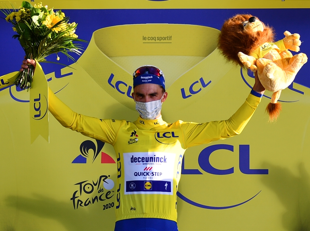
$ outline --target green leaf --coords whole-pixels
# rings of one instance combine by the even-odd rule
[[[34,7],[33,7],[30,12],[30,16],[32,17],[35,15],[39,15],[41,12],[40,9],[35,8]]]
[[[40,26],[40,24],[38,23],[38,20],[39,20],[39,16],[37,15],[35,15],[31,17],[32,19],[32,21],[37,26]]]
[[[55,63],[55,64],[60,64],[60,65],[62,65],[63,66],[65,66],[65,67],[68,67],[68,68],[72,68],[73,69],[74,69],[74,70],[76,70],[76,69],[75,68],[73,68],[72,67],[70,67],[69,66],[68,66],[68,65],[66,65],[65,64],[63,64],[63,63],[56,63],[55,62],[50,62],[50,61],[39,61],[39,63]]]
[[[33,8],[31,4],[26,1],[23,1],[23,2],[21,4],[21,7],[29,9],[29,10],[30,10]]]

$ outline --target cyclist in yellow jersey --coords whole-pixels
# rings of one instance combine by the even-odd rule
[[[23,61],[21,71],[33,60]],[[253,115],[265,89],[255,73],[245,102],[226,120],[203,124],[164,121],[165,78],[156,67],[134,72],[136,109],[133,122],[99,119],[73,111],[49,90],[49,110],[64,127],[110,144],[117,159],[115,231],[175,231],[176,193],[186,149],[240,134]]]

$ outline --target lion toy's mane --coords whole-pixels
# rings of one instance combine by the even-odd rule
[[[250,55],[260,45],[274,41],[274,33],[272,28],[263,23],[262,32],[258,31],[253,34],[244,32],[241,23],[248,21],[252,16],[250,15],[237,15],[229,19],[224,23],[219,36],[218,46],[223,55],[228,61],[241,67],[243,65],[238,57],[238,52]]]

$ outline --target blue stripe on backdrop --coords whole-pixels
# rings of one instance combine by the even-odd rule
[[[310,30],[305,20],[310,15],[310,9],[163,9],[65,10],[70,21],[78,24],[77,33],[79,37],[90,40],[92,33],[100,28],[117,25],[142,23],[171,23],[192,24],[209,26],[220,29],[225,20],[237,14],[250,13],[257,16],[266,24],[272,26],[278,39],[283,38],[283,33],[288,30],[300,35],[303,42],[301,51],[310,56]],[[1,13],[1,17],[4,15]],[[0,20],[0,76],[20,68],[24,51],[17,40],[12,38],[15,33],[11,24]],[[135,36],[134,32],[128,36]],[[87,44],[84,44],[86,48]],[[294,52],[293,52],[294,53]],[[77,55],[73,55],[76,59]],[[64,55],[60,55],[62,63],[69,65]],[[56,56],[49,57],[48,61],[56,61]],[[310,88],[308,77],[309,62],[298,74],[295,82]],[[46,74],[59,71],[63,66],[42,63]]]

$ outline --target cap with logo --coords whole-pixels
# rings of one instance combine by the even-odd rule
[[[159,68],[153,66],[146,65],[136,70],[132,75],[134,87],[147,83],[156,84],[165,89],[165,76]]]

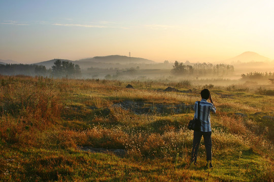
==*==
• Your objective:
Copy all the rows above again, changing every "whole-pixels" to "integer-pixels" and keeping everything else the same. Leave out the pictures.

• Response to the exercise:
$ outline --target green leaf --coords integer-pixels
# rings of one instance combine by the even-odd rule
[[[34,7],[33,7],[30,12],[30,16],[32,17],[35,15],[39,15],[41,12],[40,9],[35,8]]]
[[[40,26],[40,24],[38,23],[38,20],[39,20],[39,16],[37,15],[35,15],[31,17],[32,19],[32,21],[37,26]]]
[[[55,63],[55,64],[60,64],[60,65],[62,65],[63,66],[65,66],[65,67],[68,67],[68,68],[72,68],[73,69],[74,69],[74,70],[76,70],[76,69],[75,68],[73,68],[72,67],[70,67],[69,66],[68,66],[68,65],[66,65],[65,64],[63,64],[63,63],[56,63],[55,62],[50,62],[50,61],[39,61],[39,63]]]
[[[33,8],[31,4],[26,1],[23,1],[23,2],[21,4],[21,7],[29,9],[29,10],[30,10]]]

$ outline --target cyclist in yellow jersey --coords integer-pixels
# rings of one instance combine by the even-odd rule
[[[23,61],[21,71],[33,60]],[[253,115],[265,89],[255,73],[245,102],[226,120],[203,124],[164,121],[165,78],[156,67],[134,72],[136,109],[133,122],[99,119],[73,111],[49,90],[49,110],[64,127],[110,144],[117,159],[115,231],[175,231],[176,193],[186,149],[240,134]]]

$ outline --target lion toy's mane --coords integer-pixels
# rings of one instance combine by the even-odd rule
[[[250,55],[260,45],[274,41],[274,33],[272,28],[263,23],[262,32],[258,31],[253,34],[244,32],[241,23],[248,21],[252,16],[250,15],[237,15],[229,19],[224,23],[219,36],[218,46],[223,55],[228,61],[241,67],[243,65],[238,57],[238,52]]]

$ outline --target blue stripe on backdrop --coords integer-pixels
# rings of one instance combine by the even-odd rule
[[[310,30],[305,20],[310,15],[310,9],[163,9],[65,10],[70,21],[78,24],[77,33],[79,37],[90,40],[92,33],[100,28],[117,25],[142,23],[171,23],[192,24],[209,26],[220,29],[225,20],[237,14],[250,13],[257,16],[266,24],[272,26],[278,39],[283,38],[283,33],[288,30],[300,35],[303,42],[301,51],[310,56]],[[1,13],[1,17],[4,15]],[[0,20],[0,76],[20,68],[24,51],[17,40],[12,38],[15,33],[11,24]],[[135,36],[134,32],[128,36]],[[87,44],[84,44],[86,48]],[[294,52],[293,52],[294,53]],[[77,55],[73,55],[76,59]],[[64,55],[60,55],[62,63],[69,65]],[[56,56],[49,57],[48,61],[56,61]],[[310,88],[308,77],[309,62],[298,74],[295,82]],[[46,74],[59,71],[63,66],[42,63]]]

$ outline --target cap with logo --coords integer-pixels
# rings of one instance combine by the even-odd rule
[[[159,68],[153,66],[146,65],[136,70],[132,75],[134,87],[147,83],[156,84],[165,89],[165,76]]]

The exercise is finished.